## EXERCISE AIM
Please return the listing below word for word and leave out the pictures.

□ □ □ □ □

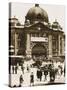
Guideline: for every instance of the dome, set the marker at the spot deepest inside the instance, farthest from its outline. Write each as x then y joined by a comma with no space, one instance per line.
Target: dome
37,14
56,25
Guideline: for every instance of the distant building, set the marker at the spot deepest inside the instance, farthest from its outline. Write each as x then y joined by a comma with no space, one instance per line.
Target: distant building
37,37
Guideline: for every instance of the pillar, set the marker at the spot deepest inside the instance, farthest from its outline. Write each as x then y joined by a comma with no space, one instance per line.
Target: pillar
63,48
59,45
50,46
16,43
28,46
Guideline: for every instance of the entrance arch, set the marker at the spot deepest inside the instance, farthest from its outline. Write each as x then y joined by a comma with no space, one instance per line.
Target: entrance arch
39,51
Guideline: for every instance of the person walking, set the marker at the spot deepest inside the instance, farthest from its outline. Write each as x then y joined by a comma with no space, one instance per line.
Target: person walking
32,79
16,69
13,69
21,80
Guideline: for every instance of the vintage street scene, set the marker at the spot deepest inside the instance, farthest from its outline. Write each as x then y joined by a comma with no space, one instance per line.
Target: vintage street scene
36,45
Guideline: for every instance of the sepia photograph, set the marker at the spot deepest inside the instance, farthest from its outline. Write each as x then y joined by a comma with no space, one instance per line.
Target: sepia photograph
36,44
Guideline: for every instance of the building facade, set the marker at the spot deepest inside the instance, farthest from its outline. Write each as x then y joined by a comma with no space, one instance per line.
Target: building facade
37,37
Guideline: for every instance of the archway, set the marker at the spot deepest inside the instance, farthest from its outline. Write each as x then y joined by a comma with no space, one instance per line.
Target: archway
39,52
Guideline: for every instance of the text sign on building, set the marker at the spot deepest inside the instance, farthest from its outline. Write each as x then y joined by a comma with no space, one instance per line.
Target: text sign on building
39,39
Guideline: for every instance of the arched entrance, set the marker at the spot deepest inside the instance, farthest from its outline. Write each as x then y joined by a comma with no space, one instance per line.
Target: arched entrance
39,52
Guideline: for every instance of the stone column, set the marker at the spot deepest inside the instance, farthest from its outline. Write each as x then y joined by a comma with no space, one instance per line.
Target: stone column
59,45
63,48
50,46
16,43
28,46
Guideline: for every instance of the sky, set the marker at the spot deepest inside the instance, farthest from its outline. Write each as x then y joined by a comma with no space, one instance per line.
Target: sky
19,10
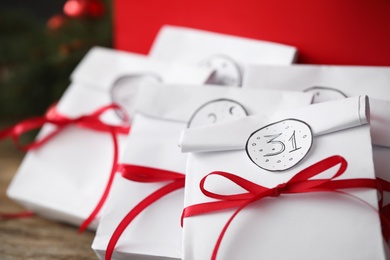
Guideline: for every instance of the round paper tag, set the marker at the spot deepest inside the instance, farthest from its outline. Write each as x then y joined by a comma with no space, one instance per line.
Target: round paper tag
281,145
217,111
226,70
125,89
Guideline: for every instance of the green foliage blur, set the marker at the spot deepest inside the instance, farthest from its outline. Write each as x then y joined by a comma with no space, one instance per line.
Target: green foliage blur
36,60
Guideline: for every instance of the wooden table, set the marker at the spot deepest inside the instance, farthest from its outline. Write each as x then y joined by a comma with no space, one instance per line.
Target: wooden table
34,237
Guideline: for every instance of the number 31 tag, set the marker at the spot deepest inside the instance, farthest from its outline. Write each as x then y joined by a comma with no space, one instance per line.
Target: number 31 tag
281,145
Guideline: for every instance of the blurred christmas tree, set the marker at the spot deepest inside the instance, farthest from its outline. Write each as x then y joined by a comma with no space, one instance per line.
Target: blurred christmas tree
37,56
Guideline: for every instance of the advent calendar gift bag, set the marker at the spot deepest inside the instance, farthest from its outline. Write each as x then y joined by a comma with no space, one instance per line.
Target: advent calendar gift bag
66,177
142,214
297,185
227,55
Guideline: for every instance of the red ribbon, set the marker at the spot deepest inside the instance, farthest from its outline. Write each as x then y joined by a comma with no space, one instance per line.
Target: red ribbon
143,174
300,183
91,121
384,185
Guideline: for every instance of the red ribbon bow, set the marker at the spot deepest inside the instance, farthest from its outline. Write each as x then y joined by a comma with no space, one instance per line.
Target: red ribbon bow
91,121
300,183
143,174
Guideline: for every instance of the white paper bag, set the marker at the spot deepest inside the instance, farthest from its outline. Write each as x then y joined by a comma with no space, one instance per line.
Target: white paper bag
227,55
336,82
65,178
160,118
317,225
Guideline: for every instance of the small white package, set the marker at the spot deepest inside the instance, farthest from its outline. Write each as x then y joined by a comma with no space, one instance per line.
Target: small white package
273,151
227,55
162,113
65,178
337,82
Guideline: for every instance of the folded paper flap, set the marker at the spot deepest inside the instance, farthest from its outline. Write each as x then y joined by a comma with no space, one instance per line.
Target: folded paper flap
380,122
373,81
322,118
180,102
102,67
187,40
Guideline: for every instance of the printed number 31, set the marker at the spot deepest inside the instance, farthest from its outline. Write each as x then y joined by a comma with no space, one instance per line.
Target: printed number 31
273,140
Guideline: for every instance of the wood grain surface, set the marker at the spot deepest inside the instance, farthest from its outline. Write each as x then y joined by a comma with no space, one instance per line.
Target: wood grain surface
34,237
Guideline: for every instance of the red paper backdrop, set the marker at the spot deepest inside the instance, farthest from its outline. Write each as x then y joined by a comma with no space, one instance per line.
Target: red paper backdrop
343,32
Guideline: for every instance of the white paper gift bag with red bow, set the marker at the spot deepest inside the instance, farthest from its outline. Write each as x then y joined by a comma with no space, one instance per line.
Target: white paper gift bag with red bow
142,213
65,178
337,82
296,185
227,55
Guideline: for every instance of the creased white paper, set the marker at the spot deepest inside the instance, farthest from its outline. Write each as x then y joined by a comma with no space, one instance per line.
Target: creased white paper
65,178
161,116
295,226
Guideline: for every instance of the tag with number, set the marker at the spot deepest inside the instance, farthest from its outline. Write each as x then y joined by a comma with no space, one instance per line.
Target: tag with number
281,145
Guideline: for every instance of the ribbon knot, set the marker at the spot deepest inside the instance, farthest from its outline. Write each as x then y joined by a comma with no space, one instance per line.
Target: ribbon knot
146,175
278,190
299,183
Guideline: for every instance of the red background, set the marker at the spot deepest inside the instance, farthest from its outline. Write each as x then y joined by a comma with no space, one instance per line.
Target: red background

□ □ □ □ □

## EXPECTED ANSWER
Guideline: for every instance of the dome, set the marker at the spot deepest inside the instance, farthest from its outline. Write each as x then y joined by a comma with no space, one instance per line.
Target: dome
37,14
56,25
Guideline: for every instance of the distant building, set the marker at the spot deepest inside the instance, farthest from its outline. Write each as x then y joined by a comma with no space, one instance per line.
Target: distant building
37,37
Guideline: for every instance of the pillar, set the marker at the spot deepest inside the instance, farthest from its outline. Write each as x then y joined by a comma with no space, one instance per line.
Target: pillar
63,48
59,45
50,46
16,43
28,46
Guideline: for every instance of the entrance arch, set the marker at the spot deepest inside the instance, farthest from its outline. Write each as x then y joined by a comma with no space, one instance per line.
Target: entrance arch
39,51
Guideline: for every instance of the person walking, set the marker at the spot deepest inside the instance, farthest from its outline. Write each as x then y joined by a comma with no space, one instance per line.
Target: person walking
32,79
16,69
13,69
21,80
Guideline: for every instance of the vintage street scene, set the marker at the spot deepest inside the instance, farthest from its outline. Write each as x then y joined by a comma with no space, one instance per line.
Target: vintage street scene
36,45
Guideline: for every instance of the sepia photograph, set the marker at the spot deepest inside the instance, farthest from its outline. Write each as x then y joined by a comma with no space, one instance per line.
Target: sepia photograph
36,44
Guideline: for every instance of the building facade, set the marker at the spot deepest inside the instance, farthest from its outline. Write each as x then y joined by a comma with no space, one instance per line.
Target: building facade
37,37
Guideline: for every instance of the archway, set the marker at the spot deepest inside the instance, farthest from its outline. Write each as x then y joined by a comma with no space, one instance per line.
Target: archway
39,52
Guideline: for every instance of the text sign on building, set the marker at the spot deepest inside the instance, farthest from its outline. Write each as x then y joined by a comma with no space, one instance per line.
Target: text sign on building
39,39
Guideline: for every instance of the arched entrance, set the marker at the spot deepest inside the instance, farthest from its outline. Write each as x then y joined by a comma with no space, one instance per line.
Target: arched entrance
39,52
Guideline: for every instance of the stone column, set the marker at the spot deepest inside the instance, farthest from its outline. Write each as x then y joined by a comma with no space, one instance per line.
Target: stone column
59,45
63,48
50,46
16,43
28,46
Guideline: for every instance of the sky, set the marker at the spot deepest inside the instance, farthest from its outline. Write each as x then y joined by a comma with no space, one instance per line.
Target: sky
19,10
Guideline: for every instance of the round paper tag, set the marker at the spot deepest inside the instance, farthest from its outline. Write each as x then y joined by a comma with no space, one instance per line.
Target: round paper tag
281,145
217,111
226,70
125,89
Guideline: for every instance of the green foliage blur, set the marker at the spot deepest inside the instance, farthest from its outline. Write each as x then y joined by a comma with no space, one instance per line.
Target: green foliage blur
36,60
Guideline: for every instance of the wooden table, set the marker at the spot deepest inside the instance, farthest from its outline. Write each as x then y joined by a comma with no space, one instance per line.
Target: wooden table
34,237
Guideline: for every instance of the number 31 tag, set the marker at the spot deepest inside the instance, farthest from its outline. Write each as x then y joined by a comma with no space, one instance per line.
Target: number 31 tag
281,145
Guideline: for every instance of the blurred christmas tree, set the marker at the spot deepest inside the instance, farthest from its outline. Write each as x then y joined by a comma with no space, one instance per line.
Target: blurred christmas tree
37,56
Guideline: for every instance of the advent calendar gift bag, set the marker at the spot deepest inside the instance, farthest from its outline. Write each as x then y joined by a comma with no space, one instance per line.
Target: advent calendar gift bag
66,177
142,214
297,185
227,55
Guideline: for every instance of the red ribbon, set the marker at the spot deepest inside the instance, farthest from its outline. Write each as x then y joined by a comma with no space, one instance per line.
Target: red ribbon
143,174
300,183
91,121
384,185
Guideline: for every instance of the red ribbon bow, set the marker at the spot deepest inside the instance, farthest from its outline. Write each as x then y joined by a comma with no space, one instance per line.
Target: red ribbon bow
91,121
300,183
143,174
Guideline: for every instance of the white paper bag, set the marker at the spot deepest inside the instance, farthest from its outline. Write each as x then y joined by a comma with no space, one instance per line.
Target: white paper bag
227,55
336,82
65,178
160,118
317,225
Guideline: for every instance of the small white package, set the marker at the spot deepest inside the instance, farthest from its outline. Write each as x then y joined by a comma with no space, one instance per line.
Target: small white package
273,151
227,55
162,113
65,178
337,82
Guideline: for every instance of the folded paper flap, set the marker at the spot deepest inside the instance, farthest from its outline. Write each as x then y joined by a comma with no space, one instance per line.
Target: folded paper flap
380,122
373,81
322,118
180,102
102,67
187,40
Guideline: for every instance of the printed number 31, set the marker at the spot deepest inside the instance, farthest from its outline. Write each as x then y joined by a comma with no space, one instance per line.
Target: printed number 31
273,140
Guideline: for every instance of the wood grain surface, set the marker at the spot deepest inside the instance, farthest from its outline. Write each as x then y joined by a comma with no space, one instance per line.
Target: wood grain surface
34,237
Guideline: for every instance of the red paper backdrop, set the marker at the spot deepest inside the instance, farthest from its outline. Write each as x then y joined by a comma with no space, one instance per line.
Target: red paper backdrop
343,32
Guideline: for every instance of the white paper gift bag with red bow, set the marker at the spot deepest inside the instance, farthest from its outline. Write each as x then y joined by a comma with no space, one instance per line.
Target: white paper gift bag with red bow
142,213
65,178
337,82
296,185
227,55
Guideline: for every instance of the creased white paper, set the marker at the spot deepest inside the instance, farthest from its outline. Write each as x then y joined by a comma with no space, one instance per line.
Target: creased white paper
65,178
161,116
295,226
Guideline: for every instance of the tag with number, set the marker at the spot deepest inside the instance, farthest from its outline. Write each as x then y joined by a comma with no space, one instance per line.
Target: tag with number
281,145
Guideline: for every instance of the ribbon knot, set the marker at the spot deepest inside the instance, farthest from its outline. Write each as x then y joined by a comma with no space, one instance per line.
Target: ribbon knot
146,175
278,190
299,183
Guideline: for every instance of the red background, set the marker at the spot deepest inside the instance, farthest from its outline. Write each as x then y joined by a comma with no space, one instance per line.
Target: red background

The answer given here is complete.